Dataset rows:

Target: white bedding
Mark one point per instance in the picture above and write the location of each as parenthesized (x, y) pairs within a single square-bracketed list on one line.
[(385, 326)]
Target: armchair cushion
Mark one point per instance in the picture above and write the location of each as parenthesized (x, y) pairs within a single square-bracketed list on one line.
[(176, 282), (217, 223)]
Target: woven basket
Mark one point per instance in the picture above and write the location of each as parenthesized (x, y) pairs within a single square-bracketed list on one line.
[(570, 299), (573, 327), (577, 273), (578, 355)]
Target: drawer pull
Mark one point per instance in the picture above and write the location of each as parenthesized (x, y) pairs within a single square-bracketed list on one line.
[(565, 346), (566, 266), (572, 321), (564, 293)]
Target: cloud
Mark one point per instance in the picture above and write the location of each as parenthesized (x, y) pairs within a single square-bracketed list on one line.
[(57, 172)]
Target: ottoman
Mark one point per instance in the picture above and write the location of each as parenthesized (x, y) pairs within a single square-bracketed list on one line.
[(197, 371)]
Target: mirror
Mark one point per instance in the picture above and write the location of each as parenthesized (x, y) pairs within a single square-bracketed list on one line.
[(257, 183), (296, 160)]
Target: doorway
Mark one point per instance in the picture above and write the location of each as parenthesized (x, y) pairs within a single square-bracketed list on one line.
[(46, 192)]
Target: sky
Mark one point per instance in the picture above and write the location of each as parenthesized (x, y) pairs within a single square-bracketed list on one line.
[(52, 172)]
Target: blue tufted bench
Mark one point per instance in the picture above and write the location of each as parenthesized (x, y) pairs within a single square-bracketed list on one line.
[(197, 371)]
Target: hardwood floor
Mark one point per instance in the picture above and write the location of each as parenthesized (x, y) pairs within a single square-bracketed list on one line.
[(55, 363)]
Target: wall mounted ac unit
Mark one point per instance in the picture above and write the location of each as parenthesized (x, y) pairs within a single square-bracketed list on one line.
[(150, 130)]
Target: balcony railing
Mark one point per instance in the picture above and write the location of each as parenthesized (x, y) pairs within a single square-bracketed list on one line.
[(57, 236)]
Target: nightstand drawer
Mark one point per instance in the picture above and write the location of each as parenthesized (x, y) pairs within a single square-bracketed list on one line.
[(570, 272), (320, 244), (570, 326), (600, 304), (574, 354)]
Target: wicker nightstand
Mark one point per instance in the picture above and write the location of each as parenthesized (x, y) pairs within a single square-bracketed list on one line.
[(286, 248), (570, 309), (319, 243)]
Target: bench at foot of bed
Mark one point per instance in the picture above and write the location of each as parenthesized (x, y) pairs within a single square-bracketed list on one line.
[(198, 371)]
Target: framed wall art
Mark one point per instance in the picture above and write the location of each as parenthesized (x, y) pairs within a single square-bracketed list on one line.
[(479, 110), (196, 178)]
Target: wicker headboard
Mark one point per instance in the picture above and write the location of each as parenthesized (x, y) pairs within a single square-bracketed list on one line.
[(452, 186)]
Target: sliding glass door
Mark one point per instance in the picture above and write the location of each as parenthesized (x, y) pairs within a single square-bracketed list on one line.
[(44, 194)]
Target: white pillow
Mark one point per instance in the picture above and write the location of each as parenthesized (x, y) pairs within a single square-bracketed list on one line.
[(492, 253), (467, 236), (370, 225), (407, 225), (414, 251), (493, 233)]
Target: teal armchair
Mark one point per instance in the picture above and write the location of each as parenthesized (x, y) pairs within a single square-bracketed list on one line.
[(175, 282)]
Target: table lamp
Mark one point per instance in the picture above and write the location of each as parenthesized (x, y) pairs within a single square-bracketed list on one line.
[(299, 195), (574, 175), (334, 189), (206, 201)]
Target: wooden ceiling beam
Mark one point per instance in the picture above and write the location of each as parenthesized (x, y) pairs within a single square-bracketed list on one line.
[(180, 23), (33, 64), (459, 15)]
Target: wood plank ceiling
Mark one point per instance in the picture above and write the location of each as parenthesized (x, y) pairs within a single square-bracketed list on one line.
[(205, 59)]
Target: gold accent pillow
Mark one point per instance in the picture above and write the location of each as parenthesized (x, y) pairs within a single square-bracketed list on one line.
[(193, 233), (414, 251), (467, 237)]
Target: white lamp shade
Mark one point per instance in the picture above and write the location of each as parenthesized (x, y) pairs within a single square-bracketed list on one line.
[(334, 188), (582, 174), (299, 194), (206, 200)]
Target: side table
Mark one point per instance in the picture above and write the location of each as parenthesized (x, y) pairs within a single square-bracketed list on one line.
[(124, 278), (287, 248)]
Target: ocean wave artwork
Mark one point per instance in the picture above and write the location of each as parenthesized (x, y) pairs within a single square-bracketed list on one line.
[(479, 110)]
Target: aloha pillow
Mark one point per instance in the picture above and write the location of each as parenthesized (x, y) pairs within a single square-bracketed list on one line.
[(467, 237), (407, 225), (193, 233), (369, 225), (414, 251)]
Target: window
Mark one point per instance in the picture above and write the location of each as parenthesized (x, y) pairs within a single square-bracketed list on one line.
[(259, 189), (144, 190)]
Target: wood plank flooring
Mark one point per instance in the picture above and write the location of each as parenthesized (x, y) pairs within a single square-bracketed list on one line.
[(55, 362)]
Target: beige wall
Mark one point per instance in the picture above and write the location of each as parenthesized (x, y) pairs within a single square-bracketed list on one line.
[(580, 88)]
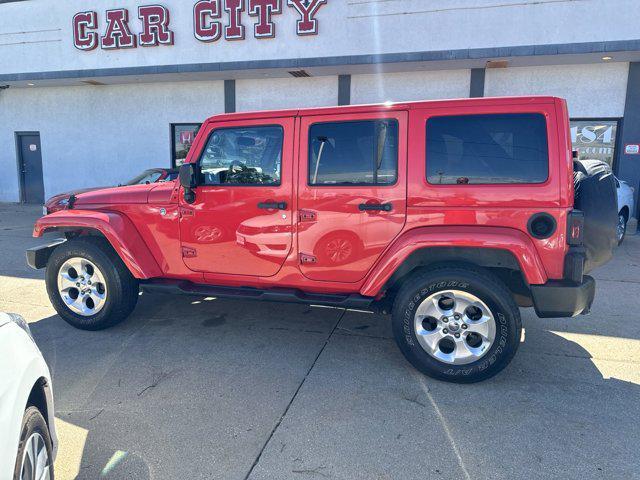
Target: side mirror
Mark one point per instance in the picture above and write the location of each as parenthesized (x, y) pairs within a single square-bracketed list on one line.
[(188, 176), (189, 180)]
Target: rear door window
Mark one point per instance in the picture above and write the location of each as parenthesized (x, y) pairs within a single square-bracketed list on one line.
[(487, 149), (353, 153)]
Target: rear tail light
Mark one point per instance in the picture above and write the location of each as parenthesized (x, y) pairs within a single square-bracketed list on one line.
[(575, 228)]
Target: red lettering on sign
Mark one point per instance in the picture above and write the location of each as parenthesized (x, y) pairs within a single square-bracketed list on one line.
[(206, 29), (307, 25), (264, 9), (118, 34), (82, 38), (155, 26), (235, 29)]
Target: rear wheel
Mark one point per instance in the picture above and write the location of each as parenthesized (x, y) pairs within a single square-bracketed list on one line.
[(456, 324), (88, 284), (34, 460)]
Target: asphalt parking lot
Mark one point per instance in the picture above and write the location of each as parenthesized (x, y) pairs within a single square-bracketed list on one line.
[(215, 389)]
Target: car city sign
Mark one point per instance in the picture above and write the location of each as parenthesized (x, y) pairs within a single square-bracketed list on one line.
[(212, 20)]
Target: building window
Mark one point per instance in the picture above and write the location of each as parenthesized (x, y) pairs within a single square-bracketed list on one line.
[(243, 156), (487, 149), (354, 153), (595, 139), (182, 137)]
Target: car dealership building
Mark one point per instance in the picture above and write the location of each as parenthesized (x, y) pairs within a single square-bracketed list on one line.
[(94, 92)]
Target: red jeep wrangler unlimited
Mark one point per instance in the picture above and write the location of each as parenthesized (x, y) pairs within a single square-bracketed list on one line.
[(448, 214)]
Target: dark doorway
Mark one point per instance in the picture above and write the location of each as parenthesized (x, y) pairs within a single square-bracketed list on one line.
[(30, 167)]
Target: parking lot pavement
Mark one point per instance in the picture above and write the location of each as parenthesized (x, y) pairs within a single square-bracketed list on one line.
[(207, 388)]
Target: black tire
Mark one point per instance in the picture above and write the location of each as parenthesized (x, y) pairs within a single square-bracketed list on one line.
[(122, 287), (32, 422), (481, 284)]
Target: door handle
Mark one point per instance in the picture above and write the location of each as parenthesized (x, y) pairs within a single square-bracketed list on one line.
[(377, 207), (273, 205)]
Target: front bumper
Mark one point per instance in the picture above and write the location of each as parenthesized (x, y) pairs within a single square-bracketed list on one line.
[(37, 257), (563, 299)]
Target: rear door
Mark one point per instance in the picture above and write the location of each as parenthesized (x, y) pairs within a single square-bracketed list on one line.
[(352, 191)]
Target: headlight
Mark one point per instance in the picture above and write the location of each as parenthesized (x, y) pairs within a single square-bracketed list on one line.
[(21, 322)]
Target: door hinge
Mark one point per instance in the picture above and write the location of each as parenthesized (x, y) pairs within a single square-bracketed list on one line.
[(307, 216), (304, 258)]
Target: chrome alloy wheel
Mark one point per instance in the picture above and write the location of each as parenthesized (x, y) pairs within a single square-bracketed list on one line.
[(35, 459), (82, 286), (454, 327)]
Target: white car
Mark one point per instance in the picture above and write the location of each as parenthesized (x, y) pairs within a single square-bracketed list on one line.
[(28, 439), (625, 207)]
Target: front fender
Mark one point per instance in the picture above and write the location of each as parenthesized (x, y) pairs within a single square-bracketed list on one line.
[(116, 228), (511, 240)]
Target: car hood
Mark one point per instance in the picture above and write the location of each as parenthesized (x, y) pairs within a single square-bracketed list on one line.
[(115, 195)]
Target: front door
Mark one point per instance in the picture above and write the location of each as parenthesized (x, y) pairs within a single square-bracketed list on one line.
[(352, 192), (30, 165), (241, 222)]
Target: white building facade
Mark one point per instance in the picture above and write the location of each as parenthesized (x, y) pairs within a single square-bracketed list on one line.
[(100, 91)]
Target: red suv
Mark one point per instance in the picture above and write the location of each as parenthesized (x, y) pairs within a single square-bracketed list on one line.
[(447, 214)]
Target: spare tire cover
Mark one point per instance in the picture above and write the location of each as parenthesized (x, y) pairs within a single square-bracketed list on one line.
[(596, 196)]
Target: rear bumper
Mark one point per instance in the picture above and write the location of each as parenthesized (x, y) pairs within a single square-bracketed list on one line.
[(37, 257), (563, 299)]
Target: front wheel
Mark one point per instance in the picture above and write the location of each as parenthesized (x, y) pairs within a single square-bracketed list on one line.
[(89, 285), (456, 324)]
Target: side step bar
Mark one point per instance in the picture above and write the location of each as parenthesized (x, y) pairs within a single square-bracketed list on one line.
[(272, 295)]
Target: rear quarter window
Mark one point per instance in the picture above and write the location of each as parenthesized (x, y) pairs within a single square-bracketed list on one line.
[(487, 149)]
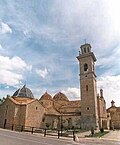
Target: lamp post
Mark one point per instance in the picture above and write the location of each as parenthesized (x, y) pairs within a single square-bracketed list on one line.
[(61, 125)]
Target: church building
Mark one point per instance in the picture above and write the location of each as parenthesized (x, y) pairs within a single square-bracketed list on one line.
[(55, 112)]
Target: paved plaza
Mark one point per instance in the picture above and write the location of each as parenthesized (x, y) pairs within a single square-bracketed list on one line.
[(21, 138)]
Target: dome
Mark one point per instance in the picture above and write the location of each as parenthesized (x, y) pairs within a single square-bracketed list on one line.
[(60, 97), (23, 92), (46, 96)]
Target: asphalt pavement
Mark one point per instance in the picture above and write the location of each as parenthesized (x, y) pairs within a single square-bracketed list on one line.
[(8, 137)]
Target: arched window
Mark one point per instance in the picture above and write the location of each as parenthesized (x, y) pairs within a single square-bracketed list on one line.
[(85, 67), (87, 88)]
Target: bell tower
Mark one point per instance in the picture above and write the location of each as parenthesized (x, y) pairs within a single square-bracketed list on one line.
[(88, 88)]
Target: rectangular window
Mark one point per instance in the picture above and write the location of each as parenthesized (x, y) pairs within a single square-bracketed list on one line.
[(87, 88)]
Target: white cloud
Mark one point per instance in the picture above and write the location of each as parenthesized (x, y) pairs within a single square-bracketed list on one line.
[(72, 93), (111, 88), (5, 28), (12, 69), (43, 73)]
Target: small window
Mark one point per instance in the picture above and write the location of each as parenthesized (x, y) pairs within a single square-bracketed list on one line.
[(85, 67), (87, 88), (88, 49)]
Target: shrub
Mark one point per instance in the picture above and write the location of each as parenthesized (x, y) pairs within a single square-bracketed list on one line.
[(101, 130)]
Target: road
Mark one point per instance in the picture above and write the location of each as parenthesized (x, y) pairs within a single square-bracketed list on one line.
[(15, 138)]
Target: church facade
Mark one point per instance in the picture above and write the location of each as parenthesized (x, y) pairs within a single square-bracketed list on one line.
[(22, 109)]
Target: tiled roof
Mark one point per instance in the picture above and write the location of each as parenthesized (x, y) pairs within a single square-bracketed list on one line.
[(72, 104), (60, 97)]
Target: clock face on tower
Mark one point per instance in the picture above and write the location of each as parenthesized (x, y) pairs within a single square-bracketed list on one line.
[(85, 67)]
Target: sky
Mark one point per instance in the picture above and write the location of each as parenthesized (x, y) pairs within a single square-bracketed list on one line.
[(39, 42)]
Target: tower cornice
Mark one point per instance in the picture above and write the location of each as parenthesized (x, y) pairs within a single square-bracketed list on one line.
[(87, 55)]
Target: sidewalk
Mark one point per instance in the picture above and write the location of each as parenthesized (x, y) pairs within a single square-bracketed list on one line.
[(112, 135)]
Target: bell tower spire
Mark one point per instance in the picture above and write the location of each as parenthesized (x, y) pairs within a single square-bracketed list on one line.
[(88, 89)]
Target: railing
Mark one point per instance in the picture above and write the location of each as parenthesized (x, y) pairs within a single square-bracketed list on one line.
[(45, 131)]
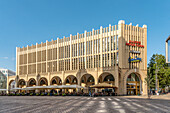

Exercise prompt:
Copy out the rows above verbatim, starting at the line with "Target: hardwood floor" and ending at the line with "[(44, 194)]", both lines included.

Final answer:
Target: hardwood floor
Mark one point per instance in the picture above and write the location of each as parenthesized (x, y) pairs within a single square-bracketed list on one line.
[(55, 363)]
Target: wall mounted ac unit
Mark one point per instance in the picture above and write the location of each as parenthesized (x, y) pairs within a single square-bracketed list on one line.
[(150, 130)]
Target: balcony railing
Mark one point per instance in the picture above and write the location of each as parenthesized (x, y) pairs within a single square-bracketed list on one line.
[(57, 236)]
Target: nightstand drawer
Mark one point per instance in the picture above and write the location of each as parenthesized (x, y) pairs within a single square-bracketed list on one line.
[(570, 272), (320, 244), (570, 326), (600, 304), (574, 354)]
Target: wicker nightstand
Mark one point per instance in the picture above and write the location of each as parenthesized (x, y) pairs within a single square-bracketed list on one line.
[(286, 248), (570, 309), (319, 243)]
Target: bench at foot of bed
Mark one point per instance in the picture above and write the location of each as parenthesized (x, y) pairs within a single square-bracketed list on one line.
[(198, 371)]
Target: framed wall art
Mark one point per instance in the picture above and write the location of each as parenthesized (x, y) pairs within a single square-bracketed list on one line.
[(479, 110), (196, 178)]
Target: wicker headboard
Mark one point per instance in the picture above and write the location of each as parenthesized (x, y) pairs within a single square-bracketed list on one line.
[(452, 186)]
Target: sliding glass door
Mark one point per instance in the picture above and write the location of each as parenthesized (x, y) pairs within a single square-bracketed list on one line.
[(44, 194)]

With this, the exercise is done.